## [Exercise description]
Convert the listing below into a JSON array of strings, one string per line, omitting any blank lines.

begin Task inputs

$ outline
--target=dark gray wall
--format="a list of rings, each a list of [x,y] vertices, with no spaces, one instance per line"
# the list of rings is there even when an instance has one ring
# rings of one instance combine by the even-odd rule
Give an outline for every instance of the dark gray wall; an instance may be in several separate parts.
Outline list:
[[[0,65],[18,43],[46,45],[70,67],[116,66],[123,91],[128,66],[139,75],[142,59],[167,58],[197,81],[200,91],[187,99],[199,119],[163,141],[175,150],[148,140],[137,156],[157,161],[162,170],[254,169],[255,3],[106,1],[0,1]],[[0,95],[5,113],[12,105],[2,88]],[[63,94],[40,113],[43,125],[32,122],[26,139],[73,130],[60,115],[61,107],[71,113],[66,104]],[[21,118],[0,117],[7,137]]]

end Task inputs

## [Result of the task]
[
  "$ outline",
  "--target=dark gray wall",
  "--format=\"a list of rings, each a list of [x,y] vertices, with no spaces, one instance per line\"",
  "# the list of rings is there even when an instance has one ring",
  "# rings of one instance combine by the even-odd rule",
  "Give an outline for every instance of the dark gray wall; an instance may be in several separate parts.",
  "Outline list:",
  "[[[0,65],[18,43],[46,45],[70,67],[116,66],[123,91],[128,66],[139,75],[142,59],[167,58],[197,81],[200,91],[187,99],[199,119],[163,141],[175,150],[148,140],[137,156],[157,161],[162,170],[254,169],[255,3],[106,1],[0,1]],[[0,95],[5,113],[12,105],[2,88]],[[63,94],[40,113],[43,125],[32,122],[26,139],[73,130],[60,115],[61,107],[71,113],[66,104]],[[21,118],[0,117],[7,137]]]"
]